• Your instructions:
Your response should contain each line of the data that includes "after".
☆ ☆ ☆ ☆ ☆
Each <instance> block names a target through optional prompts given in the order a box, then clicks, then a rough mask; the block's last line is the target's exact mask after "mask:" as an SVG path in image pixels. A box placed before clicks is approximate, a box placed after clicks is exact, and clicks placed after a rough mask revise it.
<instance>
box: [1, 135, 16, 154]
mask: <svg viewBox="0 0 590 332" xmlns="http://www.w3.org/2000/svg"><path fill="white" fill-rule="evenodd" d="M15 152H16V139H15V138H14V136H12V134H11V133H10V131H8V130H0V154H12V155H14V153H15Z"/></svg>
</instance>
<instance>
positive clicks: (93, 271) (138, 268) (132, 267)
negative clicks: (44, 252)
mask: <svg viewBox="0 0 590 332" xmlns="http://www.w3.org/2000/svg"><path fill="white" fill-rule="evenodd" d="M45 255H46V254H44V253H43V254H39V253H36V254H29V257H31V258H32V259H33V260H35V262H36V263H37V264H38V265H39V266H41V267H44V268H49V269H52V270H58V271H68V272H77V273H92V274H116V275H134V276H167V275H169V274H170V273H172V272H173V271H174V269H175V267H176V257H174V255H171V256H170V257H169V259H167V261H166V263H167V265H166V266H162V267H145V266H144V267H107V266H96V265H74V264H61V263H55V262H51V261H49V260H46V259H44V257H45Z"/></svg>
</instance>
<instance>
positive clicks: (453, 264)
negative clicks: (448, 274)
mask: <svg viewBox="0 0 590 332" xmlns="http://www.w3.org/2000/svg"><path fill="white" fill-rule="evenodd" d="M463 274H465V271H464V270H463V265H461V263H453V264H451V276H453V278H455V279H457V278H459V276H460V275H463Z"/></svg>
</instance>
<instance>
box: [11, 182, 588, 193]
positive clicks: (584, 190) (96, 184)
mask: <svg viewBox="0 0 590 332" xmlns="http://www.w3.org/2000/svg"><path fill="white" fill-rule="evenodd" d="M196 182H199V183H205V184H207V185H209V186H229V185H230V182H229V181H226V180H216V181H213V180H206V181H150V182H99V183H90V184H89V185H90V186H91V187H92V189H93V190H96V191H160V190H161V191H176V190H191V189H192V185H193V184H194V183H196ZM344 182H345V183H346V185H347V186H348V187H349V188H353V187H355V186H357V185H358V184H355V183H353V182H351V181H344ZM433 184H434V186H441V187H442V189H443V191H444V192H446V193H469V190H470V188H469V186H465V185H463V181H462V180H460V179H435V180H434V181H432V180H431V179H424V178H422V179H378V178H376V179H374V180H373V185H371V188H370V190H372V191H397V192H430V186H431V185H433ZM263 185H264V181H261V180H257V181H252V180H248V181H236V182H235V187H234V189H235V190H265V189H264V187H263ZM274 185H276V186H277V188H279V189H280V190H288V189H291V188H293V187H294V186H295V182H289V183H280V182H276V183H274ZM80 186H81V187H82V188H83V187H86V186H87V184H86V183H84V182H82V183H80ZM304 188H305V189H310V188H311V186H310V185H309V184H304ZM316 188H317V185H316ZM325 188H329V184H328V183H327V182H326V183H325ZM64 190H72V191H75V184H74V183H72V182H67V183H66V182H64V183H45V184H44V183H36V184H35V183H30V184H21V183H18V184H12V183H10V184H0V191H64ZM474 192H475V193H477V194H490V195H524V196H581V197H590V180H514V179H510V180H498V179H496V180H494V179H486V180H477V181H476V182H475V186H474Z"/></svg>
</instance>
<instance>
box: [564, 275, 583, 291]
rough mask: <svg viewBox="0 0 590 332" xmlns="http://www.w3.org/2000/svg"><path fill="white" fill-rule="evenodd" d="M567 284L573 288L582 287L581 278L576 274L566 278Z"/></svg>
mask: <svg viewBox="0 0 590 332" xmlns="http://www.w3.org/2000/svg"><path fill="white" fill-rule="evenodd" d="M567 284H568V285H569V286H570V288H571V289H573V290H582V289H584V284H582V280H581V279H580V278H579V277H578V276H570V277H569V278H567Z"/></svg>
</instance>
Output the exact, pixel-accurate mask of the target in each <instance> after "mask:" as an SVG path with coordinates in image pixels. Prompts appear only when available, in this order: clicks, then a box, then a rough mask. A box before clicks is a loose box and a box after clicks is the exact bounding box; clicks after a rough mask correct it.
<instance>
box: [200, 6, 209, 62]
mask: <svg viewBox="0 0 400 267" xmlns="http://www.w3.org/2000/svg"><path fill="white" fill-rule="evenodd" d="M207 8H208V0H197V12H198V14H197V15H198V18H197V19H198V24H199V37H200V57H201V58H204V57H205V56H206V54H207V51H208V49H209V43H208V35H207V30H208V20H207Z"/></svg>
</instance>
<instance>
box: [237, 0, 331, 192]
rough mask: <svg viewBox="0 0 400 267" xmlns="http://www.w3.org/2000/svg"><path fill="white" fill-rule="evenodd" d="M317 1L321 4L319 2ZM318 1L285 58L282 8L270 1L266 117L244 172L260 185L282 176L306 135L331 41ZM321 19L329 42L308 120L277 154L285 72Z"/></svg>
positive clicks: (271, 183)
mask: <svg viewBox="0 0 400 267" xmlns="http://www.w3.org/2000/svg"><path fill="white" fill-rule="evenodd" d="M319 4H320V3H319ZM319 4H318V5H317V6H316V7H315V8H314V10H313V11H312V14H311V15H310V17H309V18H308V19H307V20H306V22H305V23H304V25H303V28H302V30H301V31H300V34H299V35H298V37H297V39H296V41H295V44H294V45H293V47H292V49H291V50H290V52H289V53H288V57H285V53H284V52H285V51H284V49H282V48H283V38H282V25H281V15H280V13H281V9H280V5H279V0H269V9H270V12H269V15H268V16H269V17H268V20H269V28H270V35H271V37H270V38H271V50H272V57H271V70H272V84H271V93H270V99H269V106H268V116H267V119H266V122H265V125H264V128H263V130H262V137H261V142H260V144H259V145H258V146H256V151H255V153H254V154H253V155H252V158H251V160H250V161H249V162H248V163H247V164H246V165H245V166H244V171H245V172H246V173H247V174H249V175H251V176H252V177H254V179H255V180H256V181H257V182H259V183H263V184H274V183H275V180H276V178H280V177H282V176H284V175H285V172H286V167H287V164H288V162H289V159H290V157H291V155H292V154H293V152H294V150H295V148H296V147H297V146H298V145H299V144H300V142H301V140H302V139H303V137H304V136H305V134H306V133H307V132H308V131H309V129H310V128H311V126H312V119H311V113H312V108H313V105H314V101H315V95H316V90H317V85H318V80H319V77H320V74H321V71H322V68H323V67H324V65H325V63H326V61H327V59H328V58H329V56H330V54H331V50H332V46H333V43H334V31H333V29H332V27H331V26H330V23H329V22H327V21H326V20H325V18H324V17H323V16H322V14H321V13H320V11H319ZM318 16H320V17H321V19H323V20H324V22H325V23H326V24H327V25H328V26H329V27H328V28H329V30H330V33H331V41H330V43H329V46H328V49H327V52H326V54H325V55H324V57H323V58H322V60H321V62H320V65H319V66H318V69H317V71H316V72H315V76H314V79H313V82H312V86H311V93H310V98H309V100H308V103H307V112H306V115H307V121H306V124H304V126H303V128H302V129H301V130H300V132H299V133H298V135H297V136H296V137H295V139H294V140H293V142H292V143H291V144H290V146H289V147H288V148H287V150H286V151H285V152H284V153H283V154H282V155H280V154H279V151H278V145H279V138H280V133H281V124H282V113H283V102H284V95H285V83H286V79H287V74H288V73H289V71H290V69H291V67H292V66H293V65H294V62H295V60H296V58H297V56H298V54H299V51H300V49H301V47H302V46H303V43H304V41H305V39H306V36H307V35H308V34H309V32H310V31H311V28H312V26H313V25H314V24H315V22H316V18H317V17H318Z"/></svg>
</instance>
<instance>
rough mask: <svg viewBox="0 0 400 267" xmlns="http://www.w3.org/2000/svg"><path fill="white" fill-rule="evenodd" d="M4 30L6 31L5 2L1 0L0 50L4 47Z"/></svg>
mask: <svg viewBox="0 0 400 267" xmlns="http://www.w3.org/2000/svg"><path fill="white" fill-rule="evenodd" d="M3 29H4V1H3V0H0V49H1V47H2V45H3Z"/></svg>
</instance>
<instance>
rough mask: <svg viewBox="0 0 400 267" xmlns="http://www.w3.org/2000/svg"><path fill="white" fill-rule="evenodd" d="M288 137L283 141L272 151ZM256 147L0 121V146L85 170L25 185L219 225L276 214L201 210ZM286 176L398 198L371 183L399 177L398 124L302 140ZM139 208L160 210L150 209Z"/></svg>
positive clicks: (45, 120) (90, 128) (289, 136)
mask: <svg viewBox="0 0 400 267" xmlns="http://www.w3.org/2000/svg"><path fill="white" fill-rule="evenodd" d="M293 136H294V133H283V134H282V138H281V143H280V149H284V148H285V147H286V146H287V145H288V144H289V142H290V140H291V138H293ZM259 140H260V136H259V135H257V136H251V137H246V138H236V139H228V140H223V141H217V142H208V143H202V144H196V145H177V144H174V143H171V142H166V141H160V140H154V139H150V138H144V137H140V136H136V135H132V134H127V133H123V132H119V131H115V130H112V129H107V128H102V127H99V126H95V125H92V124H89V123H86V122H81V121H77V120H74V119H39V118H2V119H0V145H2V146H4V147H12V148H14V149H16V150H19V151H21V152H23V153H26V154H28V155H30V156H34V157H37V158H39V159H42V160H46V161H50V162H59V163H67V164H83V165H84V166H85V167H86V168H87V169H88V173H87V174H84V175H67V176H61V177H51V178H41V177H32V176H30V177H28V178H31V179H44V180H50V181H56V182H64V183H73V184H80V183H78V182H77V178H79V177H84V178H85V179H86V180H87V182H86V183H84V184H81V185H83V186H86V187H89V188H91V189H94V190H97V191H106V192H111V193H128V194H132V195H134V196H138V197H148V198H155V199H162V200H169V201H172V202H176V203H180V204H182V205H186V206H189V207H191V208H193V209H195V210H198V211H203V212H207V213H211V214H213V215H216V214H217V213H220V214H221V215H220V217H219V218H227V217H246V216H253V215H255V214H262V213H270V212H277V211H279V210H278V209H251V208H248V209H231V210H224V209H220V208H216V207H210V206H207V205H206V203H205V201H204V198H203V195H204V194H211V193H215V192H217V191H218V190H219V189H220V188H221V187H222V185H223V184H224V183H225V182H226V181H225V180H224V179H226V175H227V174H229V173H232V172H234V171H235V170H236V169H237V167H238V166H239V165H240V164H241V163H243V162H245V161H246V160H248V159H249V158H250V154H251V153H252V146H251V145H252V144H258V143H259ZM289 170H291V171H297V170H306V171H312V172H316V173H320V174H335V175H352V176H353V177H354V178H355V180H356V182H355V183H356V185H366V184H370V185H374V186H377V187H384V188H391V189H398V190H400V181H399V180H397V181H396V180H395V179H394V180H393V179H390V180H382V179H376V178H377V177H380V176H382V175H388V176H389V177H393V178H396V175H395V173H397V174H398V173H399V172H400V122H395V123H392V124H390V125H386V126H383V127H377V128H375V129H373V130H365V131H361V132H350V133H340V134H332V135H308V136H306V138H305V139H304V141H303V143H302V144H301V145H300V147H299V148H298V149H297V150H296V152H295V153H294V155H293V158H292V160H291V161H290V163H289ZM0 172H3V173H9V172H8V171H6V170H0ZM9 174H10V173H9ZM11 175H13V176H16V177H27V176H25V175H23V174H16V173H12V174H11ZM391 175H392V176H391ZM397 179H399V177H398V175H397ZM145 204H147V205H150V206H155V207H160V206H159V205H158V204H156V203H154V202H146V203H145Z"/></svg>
☆ ☆ ☆ ☆ ☆
• Your response:
Each <instance> block names a target through optional prompts given in the order a box, then clicks, then a rough mask; the block's last line is the target's exact mask after "mask:" as an SVG path in image pixels. A box placed before clicks is approximate, a box placed after clicks is exact, and clicks placed after a rough mask revise it.
Output the exact, pixel-accurate mask of the target in each <instance> after "mask:" as an SVG path with coordinates in image pixels. Prompts appear only when available, in this order: clicks, then a box, then a rough mask. A box before clicks is a loose box and a box after clicks is the exact bounding box; clicks after a rough mask correct it.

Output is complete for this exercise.